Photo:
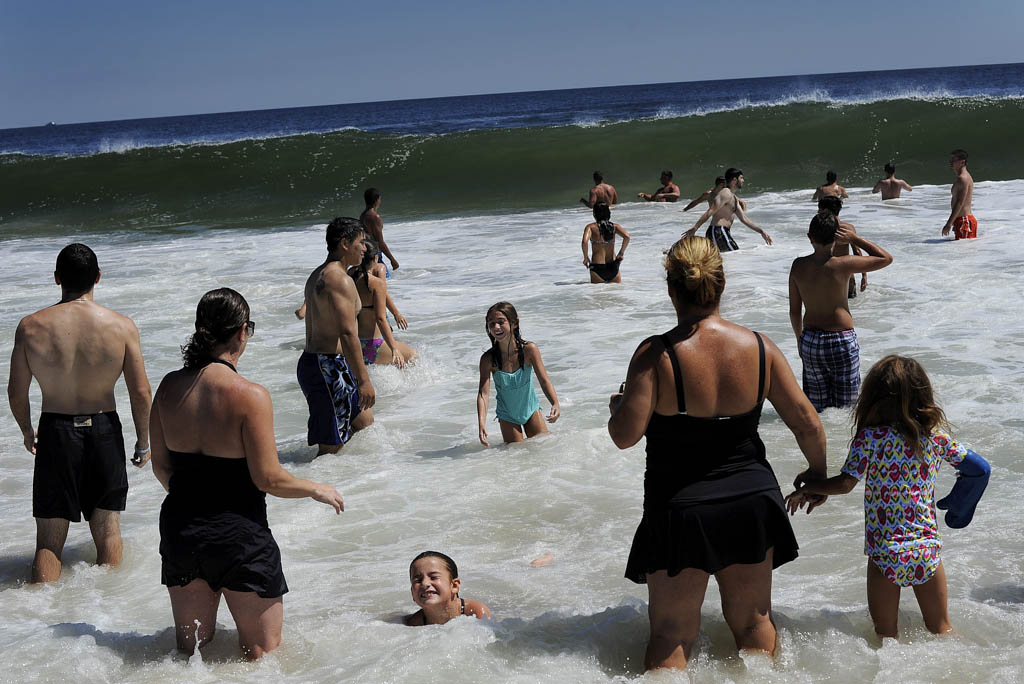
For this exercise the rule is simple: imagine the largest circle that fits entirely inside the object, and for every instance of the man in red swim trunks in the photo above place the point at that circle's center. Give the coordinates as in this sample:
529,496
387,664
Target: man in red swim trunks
964,224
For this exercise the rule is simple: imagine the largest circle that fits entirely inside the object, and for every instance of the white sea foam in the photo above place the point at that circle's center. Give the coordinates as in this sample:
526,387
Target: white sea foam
418,479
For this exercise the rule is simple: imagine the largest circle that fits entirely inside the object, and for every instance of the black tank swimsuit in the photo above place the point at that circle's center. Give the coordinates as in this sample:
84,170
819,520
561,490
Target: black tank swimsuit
711,499
213,526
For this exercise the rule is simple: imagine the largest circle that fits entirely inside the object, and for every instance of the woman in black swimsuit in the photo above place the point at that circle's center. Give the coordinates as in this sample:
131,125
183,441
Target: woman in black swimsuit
603,262
712,505
214,452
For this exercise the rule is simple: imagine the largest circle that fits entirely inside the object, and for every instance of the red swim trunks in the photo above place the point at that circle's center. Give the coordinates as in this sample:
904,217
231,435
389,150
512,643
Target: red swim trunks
966,227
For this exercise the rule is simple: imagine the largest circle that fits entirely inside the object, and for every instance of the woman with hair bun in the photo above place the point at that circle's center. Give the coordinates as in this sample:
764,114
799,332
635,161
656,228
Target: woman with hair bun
603,262
712,504
214,452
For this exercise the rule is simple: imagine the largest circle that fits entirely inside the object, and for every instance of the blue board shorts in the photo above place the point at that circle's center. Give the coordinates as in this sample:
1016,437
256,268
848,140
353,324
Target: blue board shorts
330,389
832,367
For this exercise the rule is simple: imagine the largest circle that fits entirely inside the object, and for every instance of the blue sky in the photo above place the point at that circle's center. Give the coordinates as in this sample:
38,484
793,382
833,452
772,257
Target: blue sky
73,61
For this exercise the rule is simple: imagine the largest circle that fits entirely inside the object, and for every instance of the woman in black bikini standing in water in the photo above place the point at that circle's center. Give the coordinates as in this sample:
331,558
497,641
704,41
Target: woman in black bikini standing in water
603,262
712,505
214,452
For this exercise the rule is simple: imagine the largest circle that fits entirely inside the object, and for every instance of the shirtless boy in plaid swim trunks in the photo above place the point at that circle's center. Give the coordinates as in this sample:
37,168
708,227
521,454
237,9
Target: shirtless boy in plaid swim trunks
824,332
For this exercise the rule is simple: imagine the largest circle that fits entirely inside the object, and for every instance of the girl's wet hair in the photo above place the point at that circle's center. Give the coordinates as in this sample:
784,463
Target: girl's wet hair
219,315
506,309
369,257
602,214
898,393
449,563
693,269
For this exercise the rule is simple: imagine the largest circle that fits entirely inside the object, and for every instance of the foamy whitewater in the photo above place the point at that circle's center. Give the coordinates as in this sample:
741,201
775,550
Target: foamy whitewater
418,479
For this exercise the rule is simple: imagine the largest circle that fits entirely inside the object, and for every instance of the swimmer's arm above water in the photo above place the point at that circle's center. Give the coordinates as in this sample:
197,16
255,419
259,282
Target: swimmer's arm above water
531,355
18,382
483,396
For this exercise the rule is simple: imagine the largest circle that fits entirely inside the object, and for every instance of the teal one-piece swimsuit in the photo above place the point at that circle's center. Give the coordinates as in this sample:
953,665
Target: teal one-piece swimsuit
516,398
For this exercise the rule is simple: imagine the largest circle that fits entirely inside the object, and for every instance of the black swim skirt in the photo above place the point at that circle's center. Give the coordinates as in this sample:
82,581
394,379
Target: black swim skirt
712,536
225,549
80,466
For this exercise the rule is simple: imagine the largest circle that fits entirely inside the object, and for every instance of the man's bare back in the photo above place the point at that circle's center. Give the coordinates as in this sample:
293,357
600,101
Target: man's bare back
77,351
818,283
328,286
962,194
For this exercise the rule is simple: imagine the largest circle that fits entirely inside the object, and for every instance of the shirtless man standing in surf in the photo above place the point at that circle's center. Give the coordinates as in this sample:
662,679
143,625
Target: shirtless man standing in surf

————

## [Task directions]
In your copy, repeat each record exactly and include no pictures.

## [Expected answer]
Photo:
For this exercise the rule is simple: imagine the largest circle that fits entirely inside the object, and for every instance of the man in red swim trunks in the photo above place the point at that circle's center. Give the coordinates as in this sample:
529,496
387,664
Target: man in red swim trunks
964,224
For this exercise the rule is simple: imagine the largest circle that fits entirely inside the object, and for every instance of the white sea foam in the photo above place the point at that circle's center. Give the coordinates as in this sample:
526,387
Target: white sea foam
418,479
For this exercise the rule is simple: imagine the largest circle that fits entirely inside the object, and for every instance of the black tank swimsuit in the photo above place the point at that circle's center. Give the coordinates as in this sample:
84,170
819,520
561,490
Target: black tank swimsuit
711,499
213,526
For this exercise the rule is simple: imagine the largest circle that fits entirely inside the object, and for every instance of the woman in black swimsuit in the photo above place the point at that circle's center. Give the coordinates as in this sample:
131,125
183,441
Target: woman in black swimsuit
603,262
712,505
214,452
For this exercise the rule is simple: imagine the largest circle that fits entirely inside the object, and for every instance of the red swim trunks in the photo above place the point at that circle's center. Give the coordinates as in this sample:
904,217
231,435
389,150
512,643
Target: red swim trunks
966,227
For this exercise the rule is simple: imagine the largest circle that fits entirely inside the object, and for every instance of the woman with hair bun in the photo above place the point at that circle's center. Give the coordinates as in this sample:
764,114
799,332
635,161
656,228
Target: woman with hair bun
603,262
712,504
214,452
For this exercise the rule is simple: imagine the largest circle that fits entirely inside the object, and for every instance of the blue board shorts in the photo above place the point at that circle's center. Give the coordinates as in this sample:
1016,437
256,268
848,140
353,324
Target: blue board shorts
330,389
832,367
For this exercise the rule is simple: imagine the largest circle that fits entirely inside the object, and for every instance of the blue sky in the photo above place the point at that circle's center. Give the coordinates as in this sample:
38,484
793,382
833,452
772,257
Target: blue sky
73,61
For this exercise the rule is simple: imagine the largest circle that fits entirely inside the object, and for every instance of the woman in black bikini standing in water in the photo above place the point at that circle's center. Give the coordinates as in this sample:
331,558
497,641
704,41
Target: woman in black bikini standing in water
603,262
712,505
214,452
For this exercise the rule is simple: imagine the largest circle that fits entirely inside the object, and for every instance of the shirtless boy in plaid swim trunks in the photo above place the point at that circle's center. Give the coordinates as in this sample:
37,168
708,227
521,454
237,9
Target: shirtless boy in plaid swim trunks
824,332
For this exercise the rule is simple: imagine the largest circle that fits entirely inside the object, and for every instance of the girl's wet hair in the photo above place the point at that circle's center. Give the coordinates as in this sample:
784,463
Target: girl's wet hair
219,315
506,309
369,257
602,214
898,393
449,563
693,269
For this exercise the rule is simple: imagine the largest circle that fits entirely inside the object, and for every instance of the foamy whitewater in the photo above place the point at that circle's center. Give the coordinates as in this sample:
741,201
775,550
Target: foamy whitewater
418,479
For this exercise the rule is simple: imagine the largest circle that fits entirely inside the object, and for every instance of the swimmer's arm above water in the photo above place the point at that circle's center. Give the coordinates as in this sample:
197,16
255,419
259,282
Target: swimmer's arm above water
531,355
18,382
483,396
For this exercise the rule is simple: imagine the largest circle that fits entirely inside the object, and for every instance of the teal one-piece swimsuit in the photo above place the point at that circle's center. Give the coordinates as in this sample:
953,665
Target: teal one-piece swimsuit
516,398
For this exercise the rule is simple: imagine the largest circle that fits entirely inside the object, and for every instance of the black swim skirt in the photo above place the point at that circle's center. Give the coordinates as in this sample:
82,581
394,379
Target: black swim skirt
712,536
225,549
80,466
For this exercise the rule is simple: imagine the largest circle that fits entirely inside the object, and for every instance of the man's bare back in the photo above place the point at that circle's center. Give the coordinates as in this sample:
293,357
600,101
Target: man's bare back
77,351
818,283
328,286
962,194
For this exercise the rule is simple: imagine the largest circle that fits entirely inside the object, and for every instance of the shirtless man standing in surf in the photo above place the point at that circle's center. Give the coordinates as in this sample:
662,679
143,625
Target: shirtless man standing in surf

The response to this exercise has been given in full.